INSTRUCTIONS TO FOLLOW: Copy each of the rows below word for word, keeping every line in its original order.

## START GIVEN RECORDS

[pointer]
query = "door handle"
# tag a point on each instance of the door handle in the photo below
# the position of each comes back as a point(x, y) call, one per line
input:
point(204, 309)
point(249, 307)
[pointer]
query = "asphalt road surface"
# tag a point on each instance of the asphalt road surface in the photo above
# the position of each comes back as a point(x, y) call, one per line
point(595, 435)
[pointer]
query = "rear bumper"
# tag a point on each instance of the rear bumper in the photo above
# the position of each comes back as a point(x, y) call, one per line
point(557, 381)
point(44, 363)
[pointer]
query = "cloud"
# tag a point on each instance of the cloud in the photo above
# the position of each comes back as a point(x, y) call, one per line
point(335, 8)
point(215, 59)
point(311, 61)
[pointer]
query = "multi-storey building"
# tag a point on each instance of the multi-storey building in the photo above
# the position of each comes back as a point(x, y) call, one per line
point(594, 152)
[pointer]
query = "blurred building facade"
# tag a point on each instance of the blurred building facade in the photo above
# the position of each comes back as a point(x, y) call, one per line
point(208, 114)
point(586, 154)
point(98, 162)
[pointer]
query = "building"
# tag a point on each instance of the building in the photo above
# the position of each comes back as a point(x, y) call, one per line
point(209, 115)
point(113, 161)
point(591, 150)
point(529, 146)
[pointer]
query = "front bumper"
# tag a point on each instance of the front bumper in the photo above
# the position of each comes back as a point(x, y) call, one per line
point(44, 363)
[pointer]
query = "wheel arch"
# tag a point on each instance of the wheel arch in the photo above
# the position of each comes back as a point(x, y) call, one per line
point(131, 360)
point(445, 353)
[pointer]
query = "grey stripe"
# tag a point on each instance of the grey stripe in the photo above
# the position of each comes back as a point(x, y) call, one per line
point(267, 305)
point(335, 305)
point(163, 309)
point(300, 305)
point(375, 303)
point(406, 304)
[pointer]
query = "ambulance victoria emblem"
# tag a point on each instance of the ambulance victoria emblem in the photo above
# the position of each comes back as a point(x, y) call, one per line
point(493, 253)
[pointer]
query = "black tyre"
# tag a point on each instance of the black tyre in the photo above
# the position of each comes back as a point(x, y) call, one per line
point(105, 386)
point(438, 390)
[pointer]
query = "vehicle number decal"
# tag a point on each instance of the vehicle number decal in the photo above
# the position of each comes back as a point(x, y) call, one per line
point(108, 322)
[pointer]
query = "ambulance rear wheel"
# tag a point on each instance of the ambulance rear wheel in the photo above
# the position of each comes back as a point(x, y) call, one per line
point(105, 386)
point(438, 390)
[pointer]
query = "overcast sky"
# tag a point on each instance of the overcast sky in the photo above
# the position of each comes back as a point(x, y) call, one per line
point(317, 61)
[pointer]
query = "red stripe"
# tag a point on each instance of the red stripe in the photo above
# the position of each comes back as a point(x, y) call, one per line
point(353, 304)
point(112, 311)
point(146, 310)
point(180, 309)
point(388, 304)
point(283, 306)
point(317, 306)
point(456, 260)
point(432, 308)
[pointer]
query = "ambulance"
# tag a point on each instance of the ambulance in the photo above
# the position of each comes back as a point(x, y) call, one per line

## END GIVEN RECORDS

TASK SOLUTION:
[pointer]
query = "door handle"
# tag a point on each instance of the door handle in the photo below
# the position of each comes back as a point(x, y) call, one per line
input:
point(204, 309)
point(249, 307)
[pointer]
query = "asphalt road surface"
# tag a point on each instance of the asphalt road surface in the photo above
# the position of each comes back as a point(x, y) call, one per line
point(595, 435)
[pointer]
query = "rear bumper"
# tag a point on each instance of the rear bumper in the photo above
# the position of each comes back as a point(x, y) call, one per line
point(557, 381)
point(44, 363)
[pointer]
query = "cloud"
# tag a point on each instance of the cloud in the photo above
# the position of each comes back as a point(x, y) call, one per line
point(335, 8)
point(215, 59)
point(311, 61)
[pointer]
query = "multi-storey building"
# tag a point on each instance of the multi-storey building in the photo above
# the position of each comes back as a point(x, y) call, one per line
point(594, 152)
[pointer]
query = "blurred building facade"
# tag a point on each instance of the blurred building facade in the photo above
# the position of each comes back as a point(x, y) call, one per line
point(208, 114)
point(586, 154)
point(98, 162)
[pointer]
query = "building"
# tag a point on each instance of the building in the photo above
# the position of each comes back as a point(x, y) call, one per line
point(209, 115)
point(113, 161)
point(591, 150)
point(529, 146)
[pointer]
query = "front bumper"
# tag a point on each instance of the front bumper in the photo above
# the position of each comes back as a point(x, y) call, one per line
point(44, 363)
[pointer]
query = "wheel arch"
# tag a point on each instance of the wheel arch in the photo above
# the position of each comes back as a point(x, y) call, one per line
point(131, 360)
point(445, 353)
[pointer]
query = "grey stripe"
# tag a point on each instance of the grey stripe in the photo above
# the position of each comes back as a point(x, y) call, one per line
point(267, 305)
point(335, 305)
point(163, 309)
point(300, 305)
point(375, 303)
point(406, 304)
[pointer]
query = "ambulance victoria emblem"
# tag a point on each instance of the ambulance victoria emblem in the photo above
# the position of each comes back as a point(x, y) call, one per line
point(493, 253)
[pointer]
query = "black tyre"
# tag a point on each instance of the black tyre in the photo above
# the position of each comes back as a point(x, y) call, one per line
point(105, 386)
point(438, 390)
[pointer]
query = "vehicle number decal"
# tag a point on each instance of the vehicle number decal in the photo above
# the position of each comes back as a point(x, y) call, one per line
point(108, 322)
[pointer]
query = "ambulance rear wheel"
# tag a point on each instance of the ambulance rear wheel in the photo above
# the position of each comes back as a point(x, y) call, one per line
point(105, 386)
point(438, 390)
[pointer]
query = "overcast sky"
# tag a point on each instance of the overcast sky in the photo above
# the position of each comes back as a point(x, y) call, one per line
point(317, 61)
[pointer]
query = "red stripe"
# tag a point on each instance of the red stripe in the photo above
# the position of each comes back as a point(x, y) call, one per line
point(353, 304)
point(112, 311)
point(146, 310)
point(180, 309)
point(388, 304)
point(283, 306)
point(317, 306)
point(456, 260)
point(432, 308)
[pointer]
query = "ambulance"
# tag a point on each instance of the ambulance in the photo above
# the position of each comes back as a point(x, y) call, one per line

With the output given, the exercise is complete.